Starting from the line containing "woman's nose in the photo above.", give again every line through the end of the entries, word for word. Pictures stay out of the copy.

_Data shown:_
━━━━
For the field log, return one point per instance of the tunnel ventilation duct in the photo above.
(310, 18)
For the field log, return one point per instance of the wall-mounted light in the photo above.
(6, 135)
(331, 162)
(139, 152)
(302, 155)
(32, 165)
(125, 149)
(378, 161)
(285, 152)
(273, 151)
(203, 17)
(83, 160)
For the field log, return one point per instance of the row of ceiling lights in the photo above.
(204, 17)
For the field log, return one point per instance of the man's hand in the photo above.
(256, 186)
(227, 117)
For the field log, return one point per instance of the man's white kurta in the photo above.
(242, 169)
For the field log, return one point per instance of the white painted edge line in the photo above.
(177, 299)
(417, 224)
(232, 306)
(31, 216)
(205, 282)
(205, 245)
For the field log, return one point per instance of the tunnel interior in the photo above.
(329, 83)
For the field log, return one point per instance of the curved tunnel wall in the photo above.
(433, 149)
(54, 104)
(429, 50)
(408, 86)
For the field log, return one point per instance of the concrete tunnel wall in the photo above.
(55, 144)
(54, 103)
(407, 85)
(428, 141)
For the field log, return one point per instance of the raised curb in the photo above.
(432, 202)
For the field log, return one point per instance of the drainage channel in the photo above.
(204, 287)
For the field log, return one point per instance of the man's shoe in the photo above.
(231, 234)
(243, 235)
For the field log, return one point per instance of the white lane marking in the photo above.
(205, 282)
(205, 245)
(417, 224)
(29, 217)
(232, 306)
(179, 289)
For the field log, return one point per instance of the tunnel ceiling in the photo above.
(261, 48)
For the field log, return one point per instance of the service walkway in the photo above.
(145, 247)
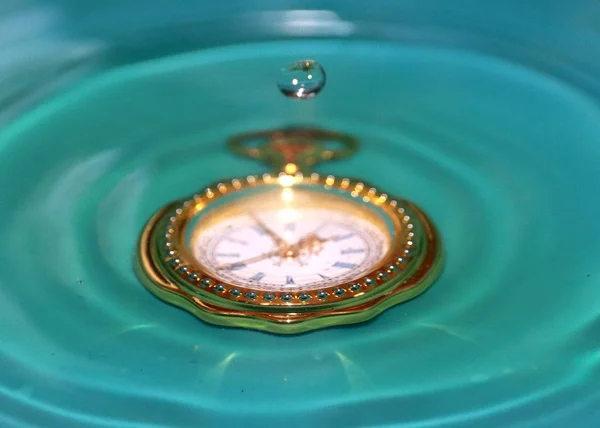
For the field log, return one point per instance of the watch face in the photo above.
(289, 253)
(290, 240)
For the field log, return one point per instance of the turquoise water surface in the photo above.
(503, 158)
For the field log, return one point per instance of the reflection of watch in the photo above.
(292, 251)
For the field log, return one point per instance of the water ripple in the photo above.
(508, 332)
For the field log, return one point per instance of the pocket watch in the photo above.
(291, 250)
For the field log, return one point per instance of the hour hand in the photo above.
(277, 240)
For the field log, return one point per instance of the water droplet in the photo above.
(302, 79)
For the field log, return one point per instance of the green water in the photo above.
(504, 160)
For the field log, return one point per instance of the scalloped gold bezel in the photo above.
(168, 267)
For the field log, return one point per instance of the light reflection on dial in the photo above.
(291, 248)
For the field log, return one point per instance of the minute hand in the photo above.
(250, 260)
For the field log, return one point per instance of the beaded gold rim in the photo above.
(414, 245)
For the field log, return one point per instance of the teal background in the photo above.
(484, 113)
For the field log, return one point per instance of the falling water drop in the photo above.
(302, 79)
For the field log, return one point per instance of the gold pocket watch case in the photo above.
(290, 251)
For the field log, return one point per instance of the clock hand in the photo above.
(250, 260)
(278, 240)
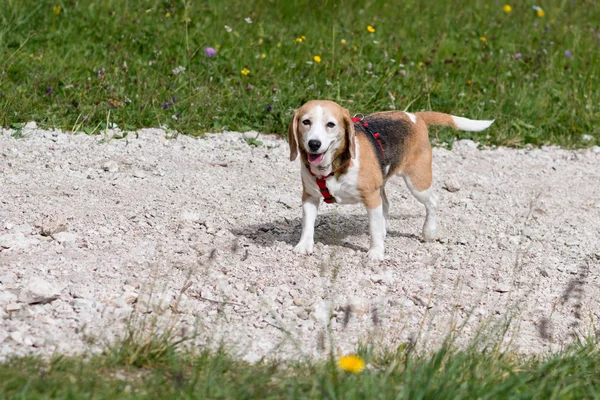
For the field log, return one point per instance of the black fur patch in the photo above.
(393, 133)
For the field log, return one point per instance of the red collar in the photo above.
(322, 184)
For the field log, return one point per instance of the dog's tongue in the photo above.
(315, 158)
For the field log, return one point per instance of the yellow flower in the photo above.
(352, 363)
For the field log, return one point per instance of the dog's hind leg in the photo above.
(418, 179)
(386, 209)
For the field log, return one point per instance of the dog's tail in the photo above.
(463, 124)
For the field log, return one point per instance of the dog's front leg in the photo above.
(310, 207)
(376, 226)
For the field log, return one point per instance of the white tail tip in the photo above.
(471, 125)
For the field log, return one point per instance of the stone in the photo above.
(38, 291)
(110, 166)
(65, 237)
(52, 226)
(289, 201)
(451, 185)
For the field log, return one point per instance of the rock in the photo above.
(52, 226)
(65, 237)
(451, 185)
(302, 314)
(17, 336)
(502, 288)
(289, 201)
(110, 166)
(130, 297)
(7, 297)
(38, 291)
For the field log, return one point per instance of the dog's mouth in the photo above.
(315, 159)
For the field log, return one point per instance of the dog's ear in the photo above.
(350, 133)
(293, 137)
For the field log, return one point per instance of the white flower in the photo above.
(178, 70)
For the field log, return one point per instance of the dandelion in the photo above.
(352, 363)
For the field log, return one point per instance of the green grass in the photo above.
(89, 62)
(444, 374)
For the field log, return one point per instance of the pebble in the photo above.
(38, 290)
(65, 237)
(451, 186)
(110, 166)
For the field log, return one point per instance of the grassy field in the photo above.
(241, 65)
(160, 372)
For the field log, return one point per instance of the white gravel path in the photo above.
(93, 230)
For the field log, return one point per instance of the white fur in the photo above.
(412, 117)
(471, 125)
(377, 232)
(344, 189)
(429, 200)
(310, 207)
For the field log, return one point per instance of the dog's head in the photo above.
(319, 130)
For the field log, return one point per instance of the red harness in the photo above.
(322, 184)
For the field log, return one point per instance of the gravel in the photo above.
(99, 233)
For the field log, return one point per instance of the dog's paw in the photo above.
(376, 254)
(304, 248)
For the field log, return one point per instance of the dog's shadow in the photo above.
(330, 229)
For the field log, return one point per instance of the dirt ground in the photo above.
(197, 234)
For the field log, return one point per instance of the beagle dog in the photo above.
(349, 160)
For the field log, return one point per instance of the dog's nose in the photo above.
(314, 145)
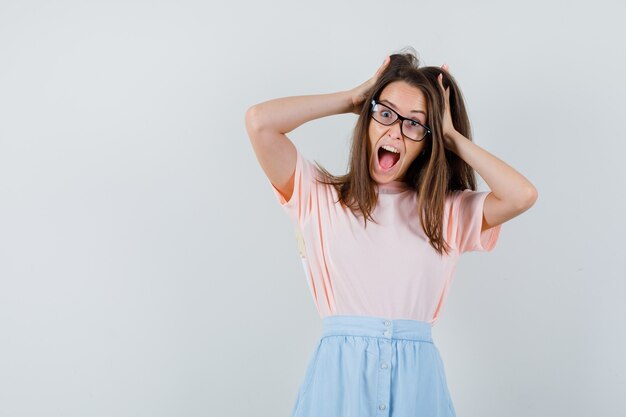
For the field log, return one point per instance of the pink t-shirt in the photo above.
(387, 269)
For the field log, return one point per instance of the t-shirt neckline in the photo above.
(393, 187)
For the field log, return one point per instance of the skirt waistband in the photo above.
(377, 327)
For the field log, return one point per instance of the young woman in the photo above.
(380, 244)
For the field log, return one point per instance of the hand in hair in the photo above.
(448, 126)
(360, 93)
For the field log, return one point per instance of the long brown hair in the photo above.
(435, 172)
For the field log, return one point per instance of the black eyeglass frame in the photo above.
(402, 119)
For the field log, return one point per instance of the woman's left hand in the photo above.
(448, 127)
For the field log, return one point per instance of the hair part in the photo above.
(434, 173)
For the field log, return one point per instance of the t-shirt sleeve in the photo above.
(298, 207)
(466, 219)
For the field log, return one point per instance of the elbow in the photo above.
(530, 198)
(252, 118)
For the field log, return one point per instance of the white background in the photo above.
(146, 268)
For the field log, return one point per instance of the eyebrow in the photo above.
(395, 108)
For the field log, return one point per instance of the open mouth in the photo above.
(387, 159)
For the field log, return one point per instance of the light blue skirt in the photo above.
(365, 366)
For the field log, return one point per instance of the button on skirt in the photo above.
(365, 366)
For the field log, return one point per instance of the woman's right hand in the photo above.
(360, 93)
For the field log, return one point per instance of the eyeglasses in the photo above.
(410, 128)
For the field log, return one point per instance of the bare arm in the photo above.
(268, 122)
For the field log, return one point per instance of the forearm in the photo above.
(287, 113)
(503, 180)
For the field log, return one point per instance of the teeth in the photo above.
(390, 148)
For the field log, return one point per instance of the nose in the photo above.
(395, 130)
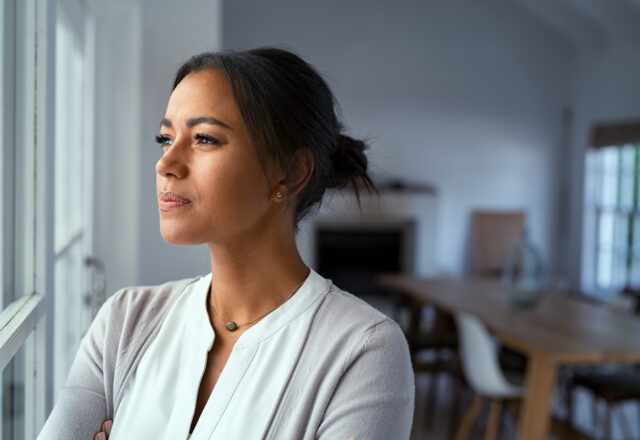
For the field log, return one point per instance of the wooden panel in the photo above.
(494, 235)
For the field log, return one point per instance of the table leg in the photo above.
(536, 415)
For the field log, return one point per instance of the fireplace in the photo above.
(352, 254)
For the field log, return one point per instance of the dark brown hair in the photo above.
(286, 105)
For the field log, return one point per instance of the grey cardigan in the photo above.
(353, 377)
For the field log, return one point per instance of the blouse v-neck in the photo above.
(159, 401)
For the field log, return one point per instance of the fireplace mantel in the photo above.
(340, 209)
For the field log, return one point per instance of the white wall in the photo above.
(117, 130)
(466, 95)
(139, 46)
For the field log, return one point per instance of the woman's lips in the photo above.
(168, 201)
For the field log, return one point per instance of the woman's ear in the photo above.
(299, 172)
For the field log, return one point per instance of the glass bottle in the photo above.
(523, 275)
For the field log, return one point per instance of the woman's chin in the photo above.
(179, 236)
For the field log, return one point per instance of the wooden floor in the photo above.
(441, 417)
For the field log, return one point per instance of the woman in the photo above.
(263, 346)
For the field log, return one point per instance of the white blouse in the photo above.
(160, 398)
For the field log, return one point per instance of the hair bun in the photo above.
(348, 163)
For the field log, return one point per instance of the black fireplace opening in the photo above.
(353, 255)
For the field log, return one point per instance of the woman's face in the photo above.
(209, 163)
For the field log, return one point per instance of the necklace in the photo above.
(232, 325)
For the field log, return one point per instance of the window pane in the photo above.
(16, 392)
(609, 196)
(18, 146)
(627, 177)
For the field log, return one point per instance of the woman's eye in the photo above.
(163, 140)
(206, 139)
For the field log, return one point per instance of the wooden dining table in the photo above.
(561, 330)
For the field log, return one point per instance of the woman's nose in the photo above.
(172, 162)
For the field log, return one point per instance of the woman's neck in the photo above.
(250, 279)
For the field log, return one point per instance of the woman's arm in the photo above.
(82, 406)
(375, 397)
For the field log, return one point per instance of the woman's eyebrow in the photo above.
(197, 121)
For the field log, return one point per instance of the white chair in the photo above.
(482, 371)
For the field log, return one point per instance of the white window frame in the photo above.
(26, 315)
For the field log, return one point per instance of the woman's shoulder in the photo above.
(133, 312)
(349, 321)
(138, 299)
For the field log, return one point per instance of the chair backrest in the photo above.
(479, 355)
(494, 235)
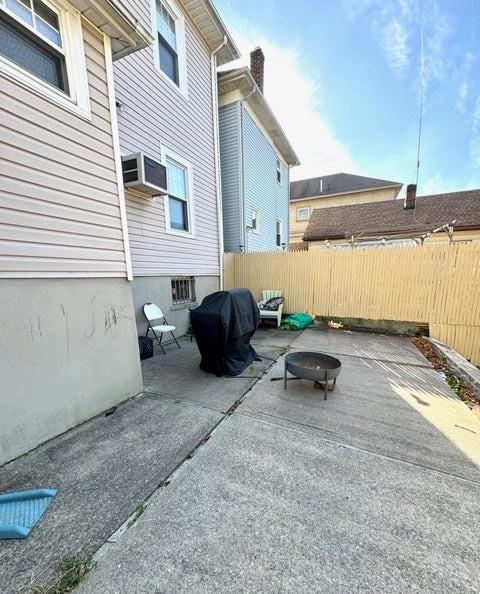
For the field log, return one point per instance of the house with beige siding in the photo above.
(167, 110)
(338, 189)
(68, 346)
━━━━
_Result:_
For the field log, return one point per instance of the woman's nose in the photo above.
(172, 162)
For the field log, return one point per instance of the woman's neck in the photo above.
(250, 279)
For the field log, return one point per instance of the woman's arm in the photo above.
(82, 406)
(375, 397)
For the field log, return one point per instance of the woman's eyebrow in the photo above.
(197, 121)
For the field log, return one point per instance of the white chair in the photo above.
(482, 371)
For the field log, return one point per instance of the white window frame in the photo above.
(26, 315)
For the field log, return one point per instance of the woman's shoulder in the photo above.
(133, 312)
(349, 321)
(138, 299)
For the field log, return one point per instance of the chair backrest in the photo above.
(479, 355)
(494, 235)
For the field log, return one point per instance of the house with beige siding in the photo above.
(167, 110)
(338, 189)
(68, 346)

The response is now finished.